# Extract to read

A couple of things you might notice:

- `stack_rows_df()` returns a `data.frame`. 
List items are unnested; the nested item names are delimited with a `.`, e.g. `file_version.id`.

- `stack_rows_tbl()` returns a tibble. 
List items remain nested.

## boxr functions

Right now, we have a few different ways to deal with return objects:

- `box_version_history()`: calls a single endpoint, returns a data frame, but we modify the columns: combining `type` and `id` into `version_id`.
- `box_collab_create()`: calls a single endpoint, returns a list with an S3 class `"boxr_collab"`.
  This S3 class has an `as.data.frame()` method, and an `as_tibble()` method.
- `box_ls()`: calls a single endpoint, returns a list with an S3 class `"boxr_object_list"`.
  This S3 class has an `as.data.frame()` method.

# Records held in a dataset
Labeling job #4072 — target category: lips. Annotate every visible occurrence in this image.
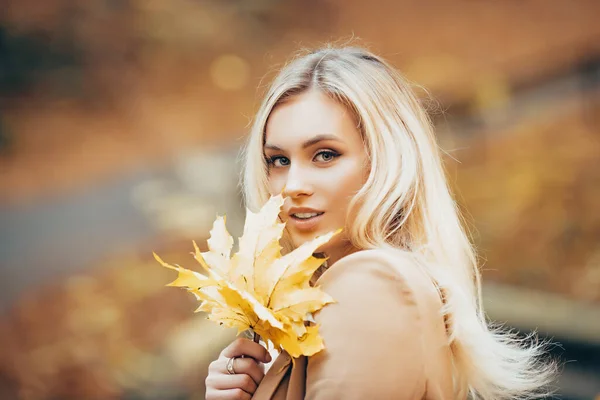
[287,207,324,231]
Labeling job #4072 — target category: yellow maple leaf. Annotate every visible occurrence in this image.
[154,195,341,357]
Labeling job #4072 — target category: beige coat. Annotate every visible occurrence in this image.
[252,250,453,400]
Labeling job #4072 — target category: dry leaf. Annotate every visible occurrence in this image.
[154,195,339,357]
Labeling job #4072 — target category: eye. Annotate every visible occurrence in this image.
[267,156,290,168]
[314,150,340,162]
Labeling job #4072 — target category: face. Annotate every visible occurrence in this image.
[264,90,368,261]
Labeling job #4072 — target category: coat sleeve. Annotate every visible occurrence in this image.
[305,251,427,400]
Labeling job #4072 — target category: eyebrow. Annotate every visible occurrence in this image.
[265,134,341,151]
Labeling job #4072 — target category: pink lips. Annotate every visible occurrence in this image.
[287,207,324,231]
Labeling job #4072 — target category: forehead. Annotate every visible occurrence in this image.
[265,90,361,148]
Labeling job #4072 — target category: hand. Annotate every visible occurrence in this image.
[206,338,271,400]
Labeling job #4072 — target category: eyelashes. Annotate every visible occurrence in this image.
[265,150,341,168]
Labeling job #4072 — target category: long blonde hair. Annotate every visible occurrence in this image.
[243,47,553,399]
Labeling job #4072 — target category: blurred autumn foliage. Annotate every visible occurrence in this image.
[0,0,600,399]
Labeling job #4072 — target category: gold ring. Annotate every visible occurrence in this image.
[227,357,237,375]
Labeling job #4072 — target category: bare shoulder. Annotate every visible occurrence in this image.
[317,249,442,312]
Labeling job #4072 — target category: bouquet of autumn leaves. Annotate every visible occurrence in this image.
[154,195,339,357]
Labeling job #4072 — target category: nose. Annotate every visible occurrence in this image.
[283,165,313,198]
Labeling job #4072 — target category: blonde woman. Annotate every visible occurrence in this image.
[206,48,553,400]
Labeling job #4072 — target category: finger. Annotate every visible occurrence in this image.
[213,357,265,385]
[206,374,258,394]
[221,338,271,363]
[206,388,252,400]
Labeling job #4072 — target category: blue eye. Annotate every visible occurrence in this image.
[315,150,340,162]
[267,156,290,168]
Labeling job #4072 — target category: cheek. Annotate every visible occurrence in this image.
[267,173,285,196]
[325,162,365,212]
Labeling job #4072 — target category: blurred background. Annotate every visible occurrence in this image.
[0,0,600,399]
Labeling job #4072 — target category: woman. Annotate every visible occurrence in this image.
[206,48,552,400]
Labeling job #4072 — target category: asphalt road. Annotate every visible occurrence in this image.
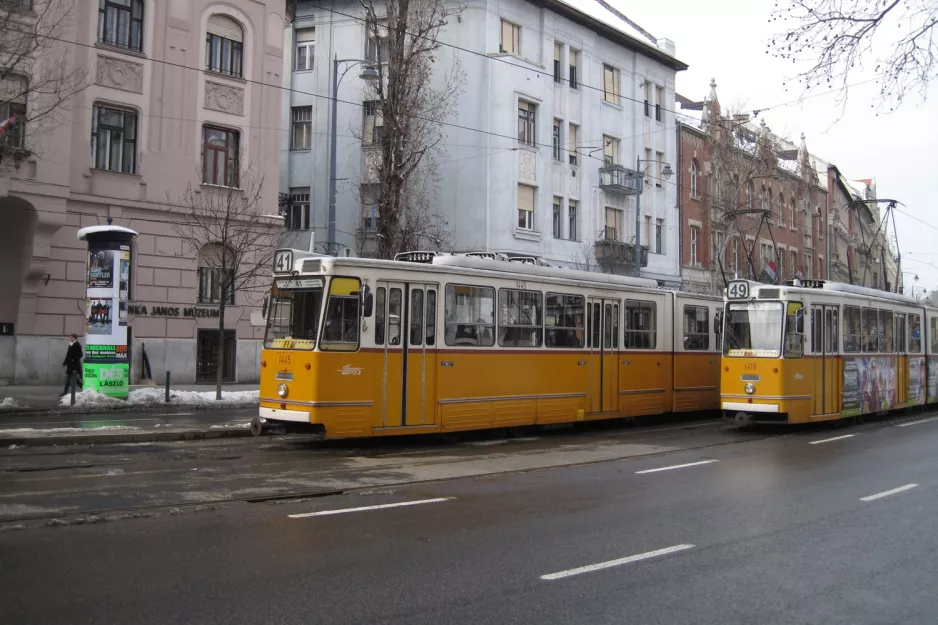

# To-do list
1. Can you rewrite the notes on boxr return objects starting at "List items are" and ending at "items remain nested.", with "tibble" changed to "tbl_df"?
2. In the notes on boxr return objects, which columns does `box_version_history()` combine into `version_id`?
3. Could you carry on the notes on boxr return objects from the point where they stop?

# Results of the tasks
1.
List items are unnested; the nested item names are delimited with a `.`, e.g. `file_version.id`.

- `stack_rows_tbl()` returns a tbl_df. 
List items remain nested.

2. The `type` and `id` columns.

3.
- `box_fetch()`: calls multiple endpoints, returns a list with an S3 class `"boxr_dir_wide_operation_result"`.
  This S3 class does not have an `as.data.frame()` method.
  
The goal is to find a way to harmonize this, without causing too many backward incompatibilities.  

## Ideas for how to proceed

I'm thinking out loud here to sketch out ways to proceed so that we provide a consistent return object:

- day-to-day users receive a data-frame-like return object, in some "optimally-wrangled" form.
- other users can emulate the process and get the information they need.

We will walk through a simplified reimagining of the `box_ls()` function.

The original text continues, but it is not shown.